* [Problem statement]
Starting with the line that contains "Indicate the wooden bridge", reproduce each line through the end of the entries exactly as written.

* [Data to process]
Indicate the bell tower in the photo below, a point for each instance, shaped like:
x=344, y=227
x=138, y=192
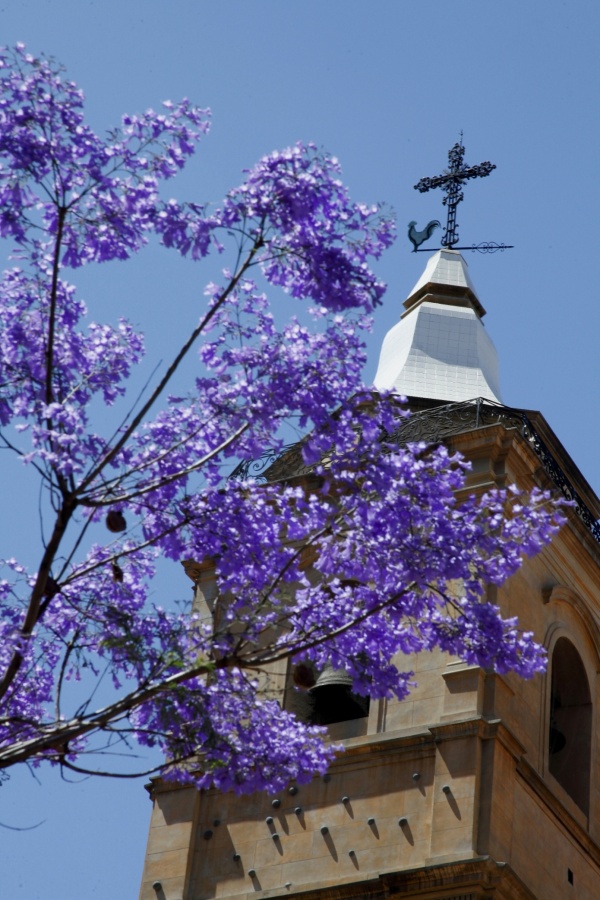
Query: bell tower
x=477, y=785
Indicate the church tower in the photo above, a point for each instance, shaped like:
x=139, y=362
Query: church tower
x=477, y=785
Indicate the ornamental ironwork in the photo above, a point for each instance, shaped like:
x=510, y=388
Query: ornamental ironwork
x=451, y=181
x=434, y=426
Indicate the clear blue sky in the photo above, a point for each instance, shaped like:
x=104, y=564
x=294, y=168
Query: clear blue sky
x=387, y=87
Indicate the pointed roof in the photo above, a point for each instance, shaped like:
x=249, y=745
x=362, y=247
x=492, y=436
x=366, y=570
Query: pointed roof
x=439, y=350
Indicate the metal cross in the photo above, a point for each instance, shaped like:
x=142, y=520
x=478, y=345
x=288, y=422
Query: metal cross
x=451, y=182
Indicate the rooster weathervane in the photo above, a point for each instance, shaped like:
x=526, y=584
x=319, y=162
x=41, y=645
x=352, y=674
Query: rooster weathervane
x=451, y=182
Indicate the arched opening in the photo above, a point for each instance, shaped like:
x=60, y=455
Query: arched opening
x=570, y=729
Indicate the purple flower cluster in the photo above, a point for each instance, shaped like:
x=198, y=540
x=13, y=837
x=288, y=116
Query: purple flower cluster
x=369, y=558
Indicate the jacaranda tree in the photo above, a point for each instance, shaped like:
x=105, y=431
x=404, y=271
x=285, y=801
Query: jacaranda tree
x=370, y=557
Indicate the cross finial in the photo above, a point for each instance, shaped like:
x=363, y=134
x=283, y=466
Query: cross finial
x=451, y=182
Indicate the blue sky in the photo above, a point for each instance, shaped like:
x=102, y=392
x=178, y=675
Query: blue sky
x=386, y=87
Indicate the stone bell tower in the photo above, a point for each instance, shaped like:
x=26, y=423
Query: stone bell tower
x=476, y=785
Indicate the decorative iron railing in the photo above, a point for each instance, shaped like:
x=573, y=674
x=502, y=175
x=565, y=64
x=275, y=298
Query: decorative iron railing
x=434, y=426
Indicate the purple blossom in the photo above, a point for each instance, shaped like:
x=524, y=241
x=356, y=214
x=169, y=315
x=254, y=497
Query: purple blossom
x=370, y=558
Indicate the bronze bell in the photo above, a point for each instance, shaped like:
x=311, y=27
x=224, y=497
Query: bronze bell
x=331, y=676
x=334, y=700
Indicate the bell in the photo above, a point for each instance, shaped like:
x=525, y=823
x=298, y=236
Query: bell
x=334, y=700
x=330, y=676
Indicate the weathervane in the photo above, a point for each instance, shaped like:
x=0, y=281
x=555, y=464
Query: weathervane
x=451, y=182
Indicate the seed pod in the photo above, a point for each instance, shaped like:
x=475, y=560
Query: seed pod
x=115, y=521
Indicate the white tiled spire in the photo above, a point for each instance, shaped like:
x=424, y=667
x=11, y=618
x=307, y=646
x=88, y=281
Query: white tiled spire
x=439, y=349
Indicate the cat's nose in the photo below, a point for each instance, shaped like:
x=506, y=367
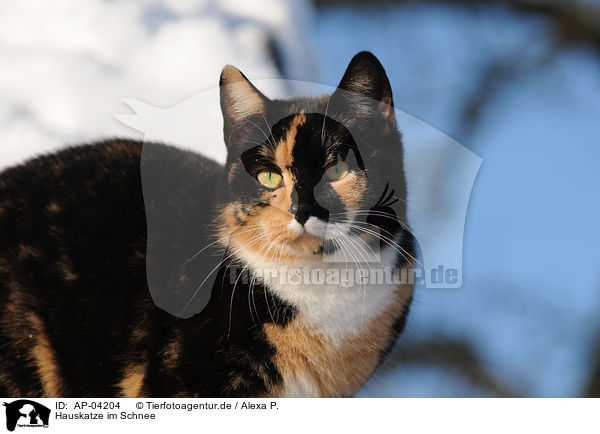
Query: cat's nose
x=308, y=210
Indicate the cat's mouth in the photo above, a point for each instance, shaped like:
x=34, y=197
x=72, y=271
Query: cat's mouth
x=317, y=229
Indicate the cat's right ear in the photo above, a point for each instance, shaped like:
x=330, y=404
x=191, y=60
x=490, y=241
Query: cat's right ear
x=240, y=100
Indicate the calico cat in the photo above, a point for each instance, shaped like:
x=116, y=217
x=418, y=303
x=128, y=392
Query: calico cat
x=99, y=260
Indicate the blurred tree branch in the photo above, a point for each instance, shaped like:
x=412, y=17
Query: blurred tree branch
x=455, y=355
x=574, y=22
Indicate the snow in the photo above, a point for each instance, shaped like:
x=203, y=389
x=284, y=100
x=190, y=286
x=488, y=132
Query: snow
x=67, y=64
x=530, y=260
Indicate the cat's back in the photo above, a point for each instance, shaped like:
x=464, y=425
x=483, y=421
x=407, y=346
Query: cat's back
x=73, y=263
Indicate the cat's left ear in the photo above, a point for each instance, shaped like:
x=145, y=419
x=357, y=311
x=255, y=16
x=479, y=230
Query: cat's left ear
x=239, y=98
x=364, y=83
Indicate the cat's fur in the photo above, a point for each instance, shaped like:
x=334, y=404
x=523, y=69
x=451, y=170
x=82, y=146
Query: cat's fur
x=76, y=314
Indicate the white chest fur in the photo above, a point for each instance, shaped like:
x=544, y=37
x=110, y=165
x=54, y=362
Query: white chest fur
x=337, y=299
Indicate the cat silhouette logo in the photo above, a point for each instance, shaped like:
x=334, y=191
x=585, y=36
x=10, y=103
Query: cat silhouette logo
x=26, y=413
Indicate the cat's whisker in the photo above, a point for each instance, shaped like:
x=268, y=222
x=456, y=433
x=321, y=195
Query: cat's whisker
x=394, y=245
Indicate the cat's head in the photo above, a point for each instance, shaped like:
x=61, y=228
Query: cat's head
x=302, y=174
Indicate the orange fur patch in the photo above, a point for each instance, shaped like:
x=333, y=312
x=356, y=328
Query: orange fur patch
x=335, y=370
x=43, y=356
x=133, y=381
x=283, y=152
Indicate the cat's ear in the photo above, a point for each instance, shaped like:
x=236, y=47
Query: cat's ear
x=239, y=98
x=364, y=83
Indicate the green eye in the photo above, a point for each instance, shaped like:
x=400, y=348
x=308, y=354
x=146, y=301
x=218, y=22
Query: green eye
x=270, y=179
x=337, y=171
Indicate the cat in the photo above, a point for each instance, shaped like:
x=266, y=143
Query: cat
x=99, y=292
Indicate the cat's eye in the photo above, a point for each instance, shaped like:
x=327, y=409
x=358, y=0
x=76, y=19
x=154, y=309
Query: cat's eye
x=337, y=171
x=270, y=179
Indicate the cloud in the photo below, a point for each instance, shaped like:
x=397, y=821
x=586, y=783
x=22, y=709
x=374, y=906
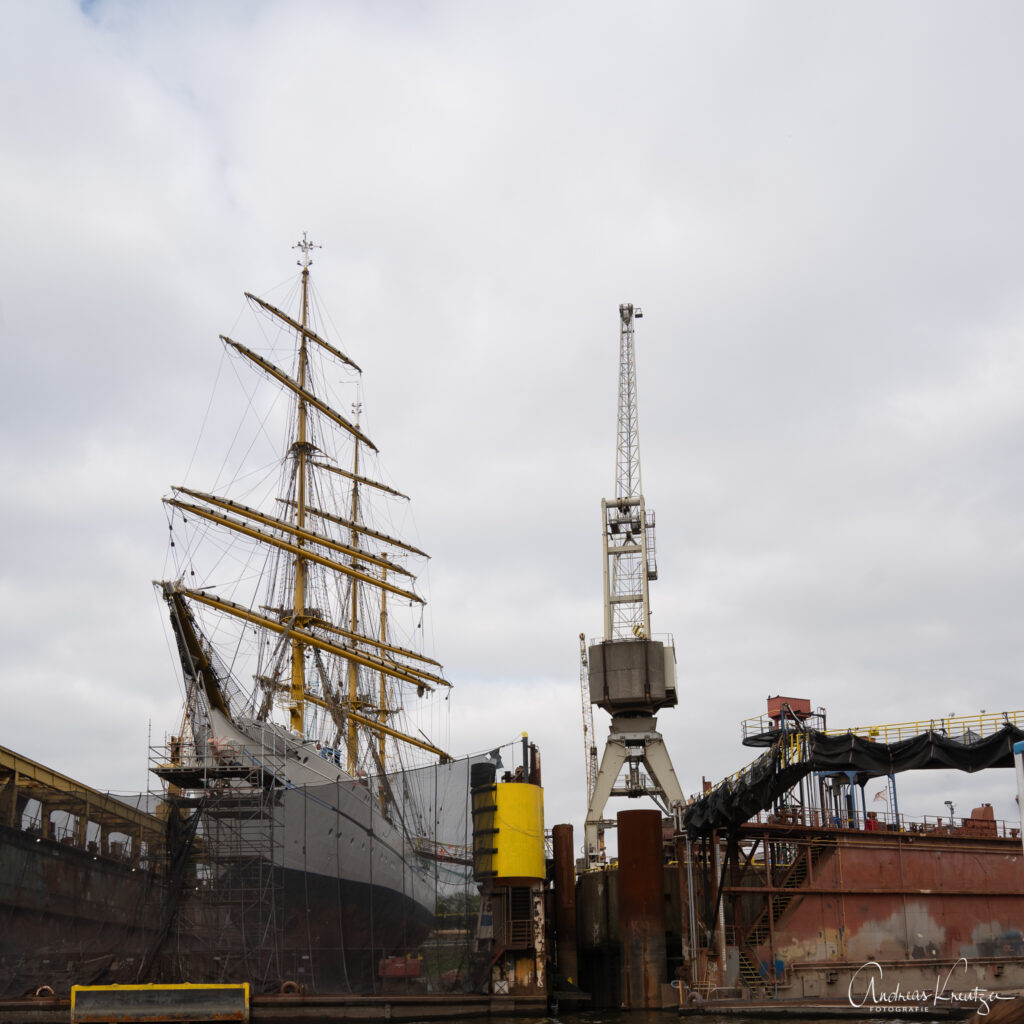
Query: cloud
x=818, y=211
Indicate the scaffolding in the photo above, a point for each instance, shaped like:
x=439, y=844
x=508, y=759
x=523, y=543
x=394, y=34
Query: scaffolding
x=225, y=922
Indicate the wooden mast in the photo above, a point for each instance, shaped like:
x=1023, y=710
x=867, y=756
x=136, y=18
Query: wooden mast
x=352, y=739
x=297, y=690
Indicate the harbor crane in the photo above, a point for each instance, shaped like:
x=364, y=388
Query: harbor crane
x=630, y=673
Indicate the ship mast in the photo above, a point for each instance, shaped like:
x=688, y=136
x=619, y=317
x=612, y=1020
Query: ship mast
x=353, y=610
x=300, y=452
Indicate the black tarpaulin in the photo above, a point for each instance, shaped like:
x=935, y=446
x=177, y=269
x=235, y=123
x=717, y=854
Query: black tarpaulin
x=737, y=800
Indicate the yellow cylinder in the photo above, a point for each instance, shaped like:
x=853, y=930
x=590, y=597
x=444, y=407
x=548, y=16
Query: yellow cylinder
x=519, y=830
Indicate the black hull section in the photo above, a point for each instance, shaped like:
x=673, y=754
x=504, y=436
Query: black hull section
x=267, y=926
x=70, y=918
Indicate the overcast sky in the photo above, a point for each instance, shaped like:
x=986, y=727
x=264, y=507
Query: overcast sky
x=817, y=206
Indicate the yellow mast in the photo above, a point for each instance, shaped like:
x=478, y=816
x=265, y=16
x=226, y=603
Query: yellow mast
x=352, y=744
x=298, y=687
x=382, y=700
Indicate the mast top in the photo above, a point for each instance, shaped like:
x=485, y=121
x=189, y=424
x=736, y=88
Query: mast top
x=305, y=247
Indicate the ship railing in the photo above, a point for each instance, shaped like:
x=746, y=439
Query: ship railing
x=966, y=728
x=667, y=639
x=765, y=725
x=885, y=821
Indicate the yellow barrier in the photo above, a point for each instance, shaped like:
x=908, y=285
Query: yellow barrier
x=152, y=1004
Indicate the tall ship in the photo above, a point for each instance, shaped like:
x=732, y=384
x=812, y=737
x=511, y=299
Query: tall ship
x=315, y=825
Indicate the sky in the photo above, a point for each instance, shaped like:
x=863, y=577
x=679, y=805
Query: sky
x=817, y=207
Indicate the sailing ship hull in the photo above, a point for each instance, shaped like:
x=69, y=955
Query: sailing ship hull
x=305, y=881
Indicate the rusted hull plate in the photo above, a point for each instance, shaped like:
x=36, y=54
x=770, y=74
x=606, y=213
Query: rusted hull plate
x=641, y=907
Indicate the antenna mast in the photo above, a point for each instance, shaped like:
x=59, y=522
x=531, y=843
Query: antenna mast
x=631, y=675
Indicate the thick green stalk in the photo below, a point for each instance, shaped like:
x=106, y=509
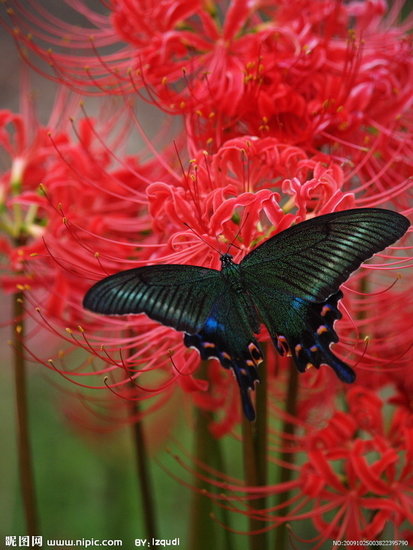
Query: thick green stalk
x=255, y=447
x=144, y=477
x=285, y=456
x=23, y=432
x=203, y=531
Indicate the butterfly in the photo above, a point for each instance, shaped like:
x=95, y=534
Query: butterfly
x=290, y=283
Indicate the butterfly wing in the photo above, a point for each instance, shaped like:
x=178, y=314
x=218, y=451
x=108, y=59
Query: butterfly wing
x=312, y=259
x=228, y=336
x=179, y=296
x=300, y=271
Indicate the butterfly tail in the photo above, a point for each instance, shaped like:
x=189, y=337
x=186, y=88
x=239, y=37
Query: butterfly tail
x=342, y=370
x=246, y=376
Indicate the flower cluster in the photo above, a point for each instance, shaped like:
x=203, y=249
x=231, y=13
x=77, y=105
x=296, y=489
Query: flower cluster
x=287, y=113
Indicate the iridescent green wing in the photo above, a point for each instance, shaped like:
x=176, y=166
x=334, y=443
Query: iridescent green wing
x=312, y=259
x=178, y=296
x=294, y=278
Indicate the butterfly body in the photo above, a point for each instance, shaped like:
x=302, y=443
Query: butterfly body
x=290, y=283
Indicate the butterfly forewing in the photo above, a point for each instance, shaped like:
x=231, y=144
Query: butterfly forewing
x=312, y=259
x=180, y=296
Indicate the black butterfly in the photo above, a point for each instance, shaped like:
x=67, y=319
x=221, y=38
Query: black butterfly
x=290, y=283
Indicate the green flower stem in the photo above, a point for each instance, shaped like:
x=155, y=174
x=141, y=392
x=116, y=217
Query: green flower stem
x=24, y=449
x=202, y=529
x=204, y=532
x=144, y=476
x=285, y=456
x=255, y=447
x=143, y=470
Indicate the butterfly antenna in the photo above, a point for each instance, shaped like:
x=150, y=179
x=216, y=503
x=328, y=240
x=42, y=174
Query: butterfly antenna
x=201, y=238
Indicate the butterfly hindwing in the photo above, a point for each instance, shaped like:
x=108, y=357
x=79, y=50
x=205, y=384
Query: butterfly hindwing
x=228, y=336
x=312, y=259
x=179, y=296
x=300, y=271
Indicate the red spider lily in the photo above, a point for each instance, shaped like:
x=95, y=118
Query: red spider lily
x=352, y=480
x=260, y=69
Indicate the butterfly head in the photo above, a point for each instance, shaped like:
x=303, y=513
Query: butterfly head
x=226, y=260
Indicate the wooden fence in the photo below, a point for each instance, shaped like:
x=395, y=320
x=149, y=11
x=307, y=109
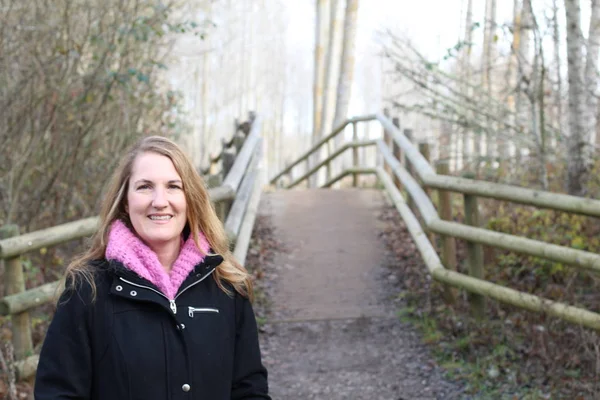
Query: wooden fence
x=402, y=166
x=235, y=190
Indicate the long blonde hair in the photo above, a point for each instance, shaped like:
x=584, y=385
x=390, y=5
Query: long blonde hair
x=201, y=217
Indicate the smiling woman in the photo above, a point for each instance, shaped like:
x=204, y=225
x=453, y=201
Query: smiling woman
x=156, y=205
x=121, y=329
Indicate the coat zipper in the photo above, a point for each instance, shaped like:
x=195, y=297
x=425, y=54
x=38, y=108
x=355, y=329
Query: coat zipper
x=172, y=303
x=192, y=310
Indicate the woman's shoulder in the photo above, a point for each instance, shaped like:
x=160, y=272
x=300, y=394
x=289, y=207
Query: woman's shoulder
x=87, y=283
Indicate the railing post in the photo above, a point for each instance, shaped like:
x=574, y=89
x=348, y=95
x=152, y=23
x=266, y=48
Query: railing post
x=448, y=242
x=238, y=141
x=424, y=150
x=354, y=153
x=15, y=283
x=387, y=139
x=328, y=152
x=408, y=166
x=474, y=256
x=216, y=180
x=397, y=152
x=227, y=159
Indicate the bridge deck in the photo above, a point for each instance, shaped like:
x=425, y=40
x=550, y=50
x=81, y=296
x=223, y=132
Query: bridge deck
x=333, y=333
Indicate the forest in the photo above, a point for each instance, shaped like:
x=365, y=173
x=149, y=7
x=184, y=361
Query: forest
x=510, y=97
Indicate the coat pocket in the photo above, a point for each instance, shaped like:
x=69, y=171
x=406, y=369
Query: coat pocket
x=196, y=310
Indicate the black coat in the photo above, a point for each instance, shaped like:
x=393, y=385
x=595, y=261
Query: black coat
x=133, y=343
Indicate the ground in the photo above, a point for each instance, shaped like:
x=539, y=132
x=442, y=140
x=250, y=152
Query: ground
x=331, y=330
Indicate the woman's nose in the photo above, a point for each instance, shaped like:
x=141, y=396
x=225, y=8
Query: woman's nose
x=160, y=199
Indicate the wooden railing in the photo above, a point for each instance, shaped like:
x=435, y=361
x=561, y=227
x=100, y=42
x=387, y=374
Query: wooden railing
x=403, y=165
x=241, y=188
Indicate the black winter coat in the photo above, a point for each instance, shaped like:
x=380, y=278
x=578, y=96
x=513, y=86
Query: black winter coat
x=132, y=343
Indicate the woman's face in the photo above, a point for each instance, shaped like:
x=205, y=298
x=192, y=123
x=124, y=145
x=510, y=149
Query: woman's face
x=156, y=201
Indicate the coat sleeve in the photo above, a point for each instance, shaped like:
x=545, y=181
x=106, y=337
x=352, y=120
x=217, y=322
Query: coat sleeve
x=65, y=365
x=249, y=375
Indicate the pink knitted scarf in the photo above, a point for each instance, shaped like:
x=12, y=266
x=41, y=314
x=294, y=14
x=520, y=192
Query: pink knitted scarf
x=124, y=246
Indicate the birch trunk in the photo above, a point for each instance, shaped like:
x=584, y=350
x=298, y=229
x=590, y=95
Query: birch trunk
x=330, y=62
x=557, y=64
x=318, y=77
x=466, y=64
x=344, y=86
x=524, y=72
x=488, y=55
x=577, y=158
x=591, y=72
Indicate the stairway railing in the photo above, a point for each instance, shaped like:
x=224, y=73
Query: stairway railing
x=442, y=269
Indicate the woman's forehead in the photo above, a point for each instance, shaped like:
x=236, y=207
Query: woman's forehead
x=153, y=166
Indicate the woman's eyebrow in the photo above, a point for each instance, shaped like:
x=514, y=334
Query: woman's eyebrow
x=149, y=181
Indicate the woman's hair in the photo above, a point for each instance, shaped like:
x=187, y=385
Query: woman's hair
x=201, y=217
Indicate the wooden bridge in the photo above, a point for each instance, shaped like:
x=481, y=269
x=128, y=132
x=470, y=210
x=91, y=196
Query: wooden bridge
x=405, y=175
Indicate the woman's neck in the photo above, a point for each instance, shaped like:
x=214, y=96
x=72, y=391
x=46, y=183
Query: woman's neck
x=167, y=254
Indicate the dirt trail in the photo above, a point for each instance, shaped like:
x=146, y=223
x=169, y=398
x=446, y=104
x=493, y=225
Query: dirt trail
x=332, y=332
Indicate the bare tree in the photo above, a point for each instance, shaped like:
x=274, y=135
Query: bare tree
x=344, y=86
x=578, y=160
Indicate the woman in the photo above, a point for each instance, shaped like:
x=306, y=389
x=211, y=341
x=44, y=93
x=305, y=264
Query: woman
x=156, y=308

* [Answer to the exercise]
Indicate the wooden bridge in the photo above, a point for each instance, shaped like:
x=481, y=269
x=128, y=132
x=470, y=210
x=91, y=196
Query: wooden bridge
x=405, y=175
Indicate the woman's neck in the photo above, a point for each instance, shaped like:
x=214, y=96
x=72, y=391
x=46, y=183
Query: woman's neck
x=167, y=254
Indicate the dirt trail in the photo above, a point for each instance, shaped like:
x=146, y=223
x=169, y=398
x=446, y=104
x=493, y=225
Query: dirt trail
x=332, y=332
Indicate the bare tree in the photo above, a point for each instance, shaped like:
x=274, y=135
Query: bare tree
x=344, y=86
x=578, y=160
Indicate the woman in the photo above, a point for each instance, shaped like:
x=306, y=389
x=211, y=341
x=44, y=93
x=305, y=264
Query: woman
x=156, y=308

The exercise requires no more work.